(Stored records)
= = = = =
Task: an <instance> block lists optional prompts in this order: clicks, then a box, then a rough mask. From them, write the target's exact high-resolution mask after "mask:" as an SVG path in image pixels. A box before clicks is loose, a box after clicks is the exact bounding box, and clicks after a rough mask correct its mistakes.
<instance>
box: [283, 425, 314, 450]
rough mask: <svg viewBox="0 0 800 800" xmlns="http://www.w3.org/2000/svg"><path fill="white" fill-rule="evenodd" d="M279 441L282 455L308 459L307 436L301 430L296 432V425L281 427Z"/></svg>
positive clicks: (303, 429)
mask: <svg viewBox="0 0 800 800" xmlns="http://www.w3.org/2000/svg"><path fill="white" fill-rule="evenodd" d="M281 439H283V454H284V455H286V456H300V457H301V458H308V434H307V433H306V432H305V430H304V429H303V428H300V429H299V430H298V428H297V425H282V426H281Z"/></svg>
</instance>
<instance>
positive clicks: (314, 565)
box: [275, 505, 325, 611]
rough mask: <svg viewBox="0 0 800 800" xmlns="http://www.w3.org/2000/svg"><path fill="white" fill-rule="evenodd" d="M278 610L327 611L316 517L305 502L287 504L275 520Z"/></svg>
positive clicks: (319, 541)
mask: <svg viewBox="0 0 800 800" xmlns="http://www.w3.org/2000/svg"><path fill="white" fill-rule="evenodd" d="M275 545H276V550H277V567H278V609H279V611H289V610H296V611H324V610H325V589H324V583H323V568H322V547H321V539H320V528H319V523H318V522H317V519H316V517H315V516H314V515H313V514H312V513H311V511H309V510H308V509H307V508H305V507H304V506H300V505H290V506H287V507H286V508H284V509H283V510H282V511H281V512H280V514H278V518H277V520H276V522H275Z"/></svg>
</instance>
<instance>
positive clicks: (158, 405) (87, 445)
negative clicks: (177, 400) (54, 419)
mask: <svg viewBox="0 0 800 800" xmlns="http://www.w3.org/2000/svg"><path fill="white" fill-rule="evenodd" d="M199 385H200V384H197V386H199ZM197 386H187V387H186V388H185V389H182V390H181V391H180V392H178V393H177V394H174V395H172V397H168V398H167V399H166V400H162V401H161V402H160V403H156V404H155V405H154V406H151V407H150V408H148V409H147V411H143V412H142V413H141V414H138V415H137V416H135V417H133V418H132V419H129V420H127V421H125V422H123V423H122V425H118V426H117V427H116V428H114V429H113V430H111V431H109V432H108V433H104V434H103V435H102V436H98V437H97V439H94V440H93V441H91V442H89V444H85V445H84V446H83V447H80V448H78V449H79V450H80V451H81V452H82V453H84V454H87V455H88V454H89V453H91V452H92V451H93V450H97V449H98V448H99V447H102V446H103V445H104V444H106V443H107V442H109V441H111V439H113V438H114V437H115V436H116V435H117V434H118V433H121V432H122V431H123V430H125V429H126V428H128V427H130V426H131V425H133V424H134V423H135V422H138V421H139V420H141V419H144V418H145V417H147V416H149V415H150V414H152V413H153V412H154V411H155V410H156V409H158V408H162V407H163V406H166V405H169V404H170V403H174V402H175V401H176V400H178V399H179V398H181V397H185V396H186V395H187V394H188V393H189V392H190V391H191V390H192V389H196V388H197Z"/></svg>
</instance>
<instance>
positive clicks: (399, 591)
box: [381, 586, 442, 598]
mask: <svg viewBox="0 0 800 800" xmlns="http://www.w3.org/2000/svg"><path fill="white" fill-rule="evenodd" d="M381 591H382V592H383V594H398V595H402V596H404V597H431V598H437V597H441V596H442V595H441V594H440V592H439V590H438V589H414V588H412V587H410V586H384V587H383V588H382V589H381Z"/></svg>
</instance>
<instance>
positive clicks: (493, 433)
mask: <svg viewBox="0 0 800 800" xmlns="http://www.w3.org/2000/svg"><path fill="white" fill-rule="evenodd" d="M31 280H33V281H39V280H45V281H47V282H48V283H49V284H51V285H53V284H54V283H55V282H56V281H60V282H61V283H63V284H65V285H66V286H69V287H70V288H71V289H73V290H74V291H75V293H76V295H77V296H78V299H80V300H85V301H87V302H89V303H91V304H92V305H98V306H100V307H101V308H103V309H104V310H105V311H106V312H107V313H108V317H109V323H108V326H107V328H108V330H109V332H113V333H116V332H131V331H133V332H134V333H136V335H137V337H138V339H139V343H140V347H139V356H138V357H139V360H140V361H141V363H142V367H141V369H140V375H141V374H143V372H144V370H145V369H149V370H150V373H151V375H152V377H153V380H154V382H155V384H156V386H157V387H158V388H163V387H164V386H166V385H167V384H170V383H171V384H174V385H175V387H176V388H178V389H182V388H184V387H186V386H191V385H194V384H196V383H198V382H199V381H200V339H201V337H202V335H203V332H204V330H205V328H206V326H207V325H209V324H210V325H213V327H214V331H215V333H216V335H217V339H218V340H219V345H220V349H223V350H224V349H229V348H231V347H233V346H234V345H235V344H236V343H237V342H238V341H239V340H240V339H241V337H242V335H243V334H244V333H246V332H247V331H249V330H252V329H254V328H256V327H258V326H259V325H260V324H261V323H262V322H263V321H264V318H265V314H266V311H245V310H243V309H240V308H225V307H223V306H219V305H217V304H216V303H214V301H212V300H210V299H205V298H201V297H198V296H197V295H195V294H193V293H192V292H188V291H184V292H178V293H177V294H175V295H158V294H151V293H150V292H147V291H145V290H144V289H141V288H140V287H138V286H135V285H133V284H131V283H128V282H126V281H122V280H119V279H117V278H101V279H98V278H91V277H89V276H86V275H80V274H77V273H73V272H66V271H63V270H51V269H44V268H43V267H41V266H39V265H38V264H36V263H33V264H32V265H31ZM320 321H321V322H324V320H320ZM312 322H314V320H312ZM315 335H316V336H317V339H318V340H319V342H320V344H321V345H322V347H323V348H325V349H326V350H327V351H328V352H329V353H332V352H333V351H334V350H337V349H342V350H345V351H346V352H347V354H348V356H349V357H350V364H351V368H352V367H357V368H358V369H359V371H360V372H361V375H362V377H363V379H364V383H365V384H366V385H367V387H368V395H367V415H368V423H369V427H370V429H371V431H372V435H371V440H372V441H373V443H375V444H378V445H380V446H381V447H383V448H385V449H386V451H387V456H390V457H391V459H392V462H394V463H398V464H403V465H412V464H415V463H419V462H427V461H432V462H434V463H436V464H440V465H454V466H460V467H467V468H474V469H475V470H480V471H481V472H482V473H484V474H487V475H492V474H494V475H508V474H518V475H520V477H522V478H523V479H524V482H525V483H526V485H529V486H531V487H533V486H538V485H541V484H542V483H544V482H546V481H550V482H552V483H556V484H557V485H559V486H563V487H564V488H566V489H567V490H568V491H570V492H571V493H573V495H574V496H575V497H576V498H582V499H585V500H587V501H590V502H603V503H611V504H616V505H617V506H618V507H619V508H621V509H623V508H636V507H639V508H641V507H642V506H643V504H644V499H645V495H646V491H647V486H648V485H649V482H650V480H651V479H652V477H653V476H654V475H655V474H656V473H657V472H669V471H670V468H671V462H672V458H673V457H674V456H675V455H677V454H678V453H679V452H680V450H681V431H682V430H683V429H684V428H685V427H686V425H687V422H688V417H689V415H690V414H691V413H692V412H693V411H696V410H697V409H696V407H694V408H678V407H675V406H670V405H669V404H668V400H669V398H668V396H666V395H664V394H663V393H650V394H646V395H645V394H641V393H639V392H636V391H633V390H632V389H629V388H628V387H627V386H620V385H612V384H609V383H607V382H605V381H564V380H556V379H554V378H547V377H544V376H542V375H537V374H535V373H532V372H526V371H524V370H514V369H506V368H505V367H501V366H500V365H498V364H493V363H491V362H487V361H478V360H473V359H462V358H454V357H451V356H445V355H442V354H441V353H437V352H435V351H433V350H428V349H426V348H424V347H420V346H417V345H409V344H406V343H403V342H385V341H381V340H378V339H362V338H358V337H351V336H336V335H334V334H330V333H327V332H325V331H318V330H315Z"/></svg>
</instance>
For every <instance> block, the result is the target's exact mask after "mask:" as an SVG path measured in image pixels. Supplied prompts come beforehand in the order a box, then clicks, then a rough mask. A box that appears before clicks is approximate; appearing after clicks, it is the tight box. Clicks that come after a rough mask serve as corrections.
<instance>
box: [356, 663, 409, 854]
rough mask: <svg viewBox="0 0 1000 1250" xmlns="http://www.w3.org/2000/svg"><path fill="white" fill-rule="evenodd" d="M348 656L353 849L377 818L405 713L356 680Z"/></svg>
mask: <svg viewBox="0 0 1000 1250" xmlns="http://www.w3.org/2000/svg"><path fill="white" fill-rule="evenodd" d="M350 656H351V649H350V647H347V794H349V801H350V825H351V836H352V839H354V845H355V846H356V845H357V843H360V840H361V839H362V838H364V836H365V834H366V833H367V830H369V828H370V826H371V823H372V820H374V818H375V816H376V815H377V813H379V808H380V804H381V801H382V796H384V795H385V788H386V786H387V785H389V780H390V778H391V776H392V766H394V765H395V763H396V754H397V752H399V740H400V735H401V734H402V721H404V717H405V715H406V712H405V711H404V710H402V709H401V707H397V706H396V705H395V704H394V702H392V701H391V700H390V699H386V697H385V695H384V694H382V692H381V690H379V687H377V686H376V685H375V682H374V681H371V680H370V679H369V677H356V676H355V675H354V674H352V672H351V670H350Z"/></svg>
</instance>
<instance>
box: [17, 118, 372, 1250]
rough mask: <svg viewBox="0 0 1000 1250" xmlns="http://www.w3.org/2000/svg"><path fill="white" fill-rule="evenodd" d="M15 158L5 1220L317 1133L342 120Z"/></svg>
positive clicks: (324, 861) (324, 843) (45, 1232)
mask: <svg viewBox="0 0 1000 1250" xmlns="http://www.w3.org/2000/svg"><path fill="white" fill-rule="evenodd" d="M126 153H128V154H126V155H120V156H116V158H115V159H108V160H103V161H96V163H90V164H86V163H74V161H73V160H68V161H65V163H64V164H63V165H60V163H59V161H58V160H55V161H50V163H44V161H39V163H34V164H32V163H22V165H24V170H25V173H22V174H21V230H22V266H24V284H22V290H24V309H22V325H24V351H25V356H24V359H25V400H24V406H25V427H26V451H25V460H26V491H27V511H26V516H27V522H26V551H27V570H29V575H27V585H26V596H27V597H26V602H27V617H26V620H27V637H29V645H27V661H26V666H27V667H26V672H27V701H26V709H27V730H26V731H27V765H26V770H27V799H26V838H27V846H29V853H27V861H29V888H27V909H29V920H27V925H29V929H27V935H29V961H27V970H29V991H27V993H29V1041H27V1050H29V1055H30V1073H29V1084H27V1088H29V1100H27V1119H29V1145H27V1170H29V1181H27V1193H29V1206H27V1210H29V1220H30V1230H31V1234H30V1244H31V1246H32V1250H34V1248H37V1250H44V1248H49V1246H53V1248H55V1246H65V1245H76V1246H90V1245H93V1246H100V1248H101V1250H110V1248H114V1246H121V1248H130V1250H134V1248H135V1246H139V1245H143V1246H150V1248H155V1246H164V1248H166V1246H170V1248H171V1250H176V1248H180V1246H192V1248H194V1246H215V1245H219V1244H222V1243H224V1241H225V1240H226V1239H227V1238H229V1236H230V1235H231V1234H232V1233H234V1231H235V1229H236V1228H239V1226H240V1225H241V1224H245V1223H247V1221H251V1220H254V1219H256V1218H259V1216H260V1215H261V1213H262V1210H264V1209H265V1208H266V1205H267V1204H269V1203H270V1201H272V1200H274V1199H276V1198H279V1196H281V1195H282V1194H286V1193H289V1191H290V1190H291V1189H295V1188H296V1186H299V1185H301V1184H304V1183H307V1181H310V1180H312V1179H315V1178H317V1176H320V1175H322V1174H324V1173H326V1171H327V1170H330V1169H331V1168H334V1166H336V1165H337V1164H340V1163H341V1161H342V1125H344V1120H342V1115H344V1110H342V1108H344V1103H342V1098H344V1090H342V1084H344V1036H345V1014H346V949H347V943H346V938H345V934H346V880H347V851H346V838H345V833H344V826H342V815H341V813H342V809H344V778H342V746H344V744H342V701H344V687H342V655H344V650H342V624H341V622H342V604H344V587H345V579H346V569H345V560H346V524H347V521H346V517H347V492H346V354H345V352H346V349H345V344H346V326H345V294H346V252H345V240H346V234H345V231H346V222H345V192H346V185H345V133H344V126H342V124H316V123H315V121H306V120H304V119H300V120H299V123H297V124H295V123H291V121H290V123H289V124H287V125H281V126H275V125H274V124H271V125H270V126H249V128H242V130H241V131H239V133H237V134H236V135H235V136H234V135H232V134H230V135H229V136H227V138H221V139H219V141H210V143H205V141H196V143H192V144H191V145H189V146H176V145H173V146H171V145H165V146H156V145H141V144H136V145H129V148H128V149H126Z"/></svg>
= = = = =
» **WORK INSTRUCTION**
All that is needed is the exact run of lines above from the line containing "box: [275, 505, 325, 611]" through the line containing "positive clicks: (399, 591)", both of them included.

» **YOUR SOLUTION**
box: [275, 505, 325, 611]
rough mask: <svg viewBox="0 0 800 800" xmlns="http://www.w3.org/2000/svg"><path fill="white" fill-rule="evenodd" d="M278 610L327 611L316 517L305 502L287 504L275 520Z"/></svg>
positive clicks: (319, 541)
mask: <svg viewBox="0 0 800 800" xmlns="http://www.w3.org/2000/svg"><path fill="white" fill-rule="evenodd" d="M275 545H276V550H277V567H278V609H279V611H289V610H296V611H324V610H325V589H324V583H323V568H322V547H321V539H320V528H319V523H318V522H317V519H316V517H315V516H314V515H313V514H312V513H311V511H309V510H308V509H307V508H305V507H304V506H300V505H290V506H287V507H286V508H284V509H283V510H282V511H281V512H280V514H278V518H277V520H276V522H275Z"/></svg>
</instance>
<instance>
positive clicks: (158, 405) (87, 445)
negative clicks: (177, 400) (54, 419)
mask: <svg viewBox="0 0 800 800" xmlns="http://www.w3.org/2000/svg"><path fill="white" fill-rule="evenodd" d="M199 385H200V384H197V386H199ZM197 386H187V387H186V388H185V389H182V390H181V391H180V392H178V393H177V394H174V395H172V397H168V398H167V399H166V400H162V401H161V402H160V403H156V404H155V405H154V406H151V407H150V408H148V409H147V411H143V412H142V413H141V414H138V415H137V416H135V417H133V418H132V419H129V420H127V421H125V422H123V423H122V425H118V426H117V427H116V428H114V429H113V430H111V431H109V432H108V433H104V434H103V435H102V436H98V437H97V439H94V440H93V441H91V442H89V444H85V445H84V446H83V447H80V448H78V449H79V450H80V451H81V452H82V453H84V454H87V455H88V454H89V453H91V452H92V451H93V450H97V449H98V448H99V447H102V446H103V445H104V444H106V443H107V442H109V441H111V439H113V438H114V437H115V436H116V435H117V434H118V433H121V432H122V431H123V430H125V429H126V428H128V427H130V426H131V425H133V424H134V423H135V422H138V421H139V420H141V419H144V418H145V417H147V416H149V415H150V414H152V413H153V412H154V411H155V410H156V409H158V408H162V407H163V406H166V405H169V404H170V403H174V402H175V401H176V400H178V399H179V398H181V397H185V396H186V395H187V394H188V393H189V392H190V391H191V390H192V389H196V388H197Z"/></svg>
</instance>
<instance>
positive clicks: (399, 591)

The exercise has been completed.